#### What is needed
In the entries below, starting at the line containing "of the nose" and ending at the last line of the entries, replace "Target" with "Label" and output those lines with everything else unchanged.

#### Data for the task
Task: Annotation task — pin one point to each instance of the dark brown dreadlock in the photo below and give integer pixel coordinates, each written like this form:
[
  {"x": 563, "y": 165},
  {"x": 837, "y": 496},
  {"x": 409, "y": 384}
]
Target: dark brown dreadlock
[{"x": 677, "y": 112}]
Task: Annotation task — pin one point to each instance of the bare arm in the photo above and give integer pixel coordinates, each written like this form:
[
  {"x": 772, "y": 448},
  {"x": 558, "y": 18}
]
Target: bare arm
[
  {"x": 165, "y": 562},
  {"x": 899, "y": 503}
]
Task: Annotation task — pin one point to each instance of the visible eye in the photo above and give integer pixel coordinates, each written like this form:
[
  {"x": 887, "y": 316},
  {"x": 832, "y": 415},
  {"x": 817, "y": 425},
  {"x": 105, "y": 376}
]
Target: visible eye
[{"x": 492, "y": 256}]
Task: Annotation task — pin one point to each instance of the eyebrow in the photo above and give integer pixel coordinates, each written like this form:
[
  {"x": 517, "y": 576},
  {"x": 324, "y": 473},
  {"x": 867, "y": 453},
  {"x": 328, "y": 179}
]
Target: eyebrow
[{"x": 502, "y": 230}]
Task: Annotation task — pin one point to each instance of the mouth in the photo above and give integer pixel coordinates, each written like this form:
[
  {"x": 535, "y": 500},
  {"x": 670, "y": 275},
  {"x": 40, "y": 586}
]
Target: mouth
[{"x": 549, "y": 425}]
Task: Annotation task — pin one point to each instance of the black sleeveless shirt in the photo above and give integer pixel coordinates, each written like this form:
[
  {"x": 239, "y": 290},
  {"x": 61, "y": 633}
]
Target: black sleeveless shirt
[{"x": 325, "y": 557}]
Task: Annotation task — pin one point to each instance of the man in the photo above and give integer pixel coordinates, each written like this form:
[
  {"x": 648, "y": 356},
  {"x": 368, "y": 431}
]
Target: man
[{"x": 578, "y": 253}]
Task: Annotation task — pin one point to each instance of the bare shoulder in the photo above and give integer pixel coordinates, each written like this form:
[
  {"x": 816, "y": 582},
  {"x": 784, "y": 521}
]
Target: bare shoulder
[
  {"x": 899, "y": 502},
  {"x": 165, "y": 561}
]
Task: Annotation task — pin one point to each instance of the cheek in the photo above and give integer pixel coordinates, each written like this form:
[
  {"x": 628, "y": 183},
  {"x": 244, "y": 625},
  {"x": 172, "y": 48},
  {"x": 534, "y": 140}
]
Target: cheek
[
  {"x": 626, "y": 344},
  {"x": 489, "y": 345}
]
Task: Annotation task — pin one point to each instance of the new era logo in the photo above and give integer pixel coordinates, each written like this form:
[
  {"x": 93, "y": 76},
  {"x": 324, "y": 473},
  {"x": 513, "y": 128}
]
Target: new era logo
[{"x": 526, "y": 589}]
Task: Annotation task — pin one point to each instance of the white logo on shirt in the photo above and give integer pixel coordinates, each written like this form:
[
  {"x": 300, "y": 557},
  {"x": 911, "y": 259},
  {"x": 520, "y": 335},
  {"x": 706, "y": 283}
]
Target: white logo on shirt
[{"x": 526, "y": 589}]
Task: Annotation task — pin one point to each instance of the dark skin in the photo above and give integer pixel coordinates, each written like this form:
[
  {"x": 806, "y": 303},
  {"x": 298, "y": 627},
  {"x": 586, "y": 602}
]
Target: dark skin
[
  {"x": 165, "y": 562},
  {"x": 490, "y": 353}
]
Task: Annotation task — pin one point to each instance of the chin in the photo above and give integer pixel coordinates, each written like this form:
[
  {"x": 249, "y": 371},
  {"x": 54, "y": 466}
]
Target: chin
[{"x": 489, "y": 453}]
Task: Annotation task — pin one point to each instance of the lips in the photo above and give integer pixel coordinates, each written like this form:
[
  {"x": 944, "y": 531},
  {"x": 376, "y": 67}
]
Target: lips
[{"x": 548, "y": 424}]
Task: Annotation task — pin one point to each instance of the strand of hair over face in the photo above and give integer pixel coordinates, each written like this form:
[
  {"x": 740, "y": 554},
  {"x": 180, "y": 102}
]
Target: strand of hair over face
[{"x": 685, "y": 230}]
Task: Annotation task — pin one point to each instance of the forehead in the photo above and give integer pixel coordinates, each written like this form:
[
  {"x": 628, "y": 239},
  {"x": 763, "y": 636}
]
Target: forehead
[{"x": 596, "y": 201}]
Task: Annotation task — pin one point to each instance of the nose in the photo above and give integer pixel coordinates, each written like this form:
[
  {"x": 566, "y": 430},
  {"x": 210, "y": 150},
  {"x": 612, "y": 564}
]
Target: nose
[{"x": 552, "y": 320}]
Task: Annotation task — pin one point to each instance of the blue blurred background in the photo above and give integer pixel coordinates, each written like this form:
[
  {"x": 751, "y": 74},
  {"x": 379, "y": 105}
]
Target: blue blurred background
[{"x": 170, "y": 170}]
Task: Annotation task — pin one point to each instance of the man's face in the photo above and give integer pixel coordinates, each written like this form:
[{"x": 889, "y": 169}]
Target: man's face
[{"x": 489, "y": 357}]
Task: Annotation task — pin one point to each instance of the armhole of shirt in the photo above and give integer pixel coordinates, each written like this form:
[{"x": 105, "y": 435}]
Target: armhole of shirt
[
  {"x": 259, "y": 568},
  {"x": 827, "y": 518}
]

#### Output of the exercise
Task: Annotation task — pin one point to each instance of the nose in the photo above and give integer pixel coordinates, each written like this form:
[
  {"x": 566, "y": 430},
  {"x": 210, "y": 150},
  {"x": 612, "y": 564}
]
Label: nose
[{"x": 552, "y": 320}]
Task: Annotation task — pin one point to each instance of the blue blurred background in the photo above and give integer pixel coordinates, each written like this form:
[
  {"x": 751, "y": 74},
  {"x": 379, "y": 105}
]
Label: blue blurred background
[{"x": 170, "y": 170}]
Task: Annotation task — pin one point to each instance of the man's face in the photo above and give integer pixel coordinates, each written like this form:
[{"x": 889, "y": 169}]
Label: man's face
[{"x": 489, "y": 357}]
Task: Annotation task — pin one point to each instance of the armhole of shirt in the photo above and give integer pixel coordinates, each written like this form:
[{"x": 105, "y": 435}]
Label: armhole of shirt
[
  {"x": 259, "y": 568},
  {"x": 827, "y": 518}
]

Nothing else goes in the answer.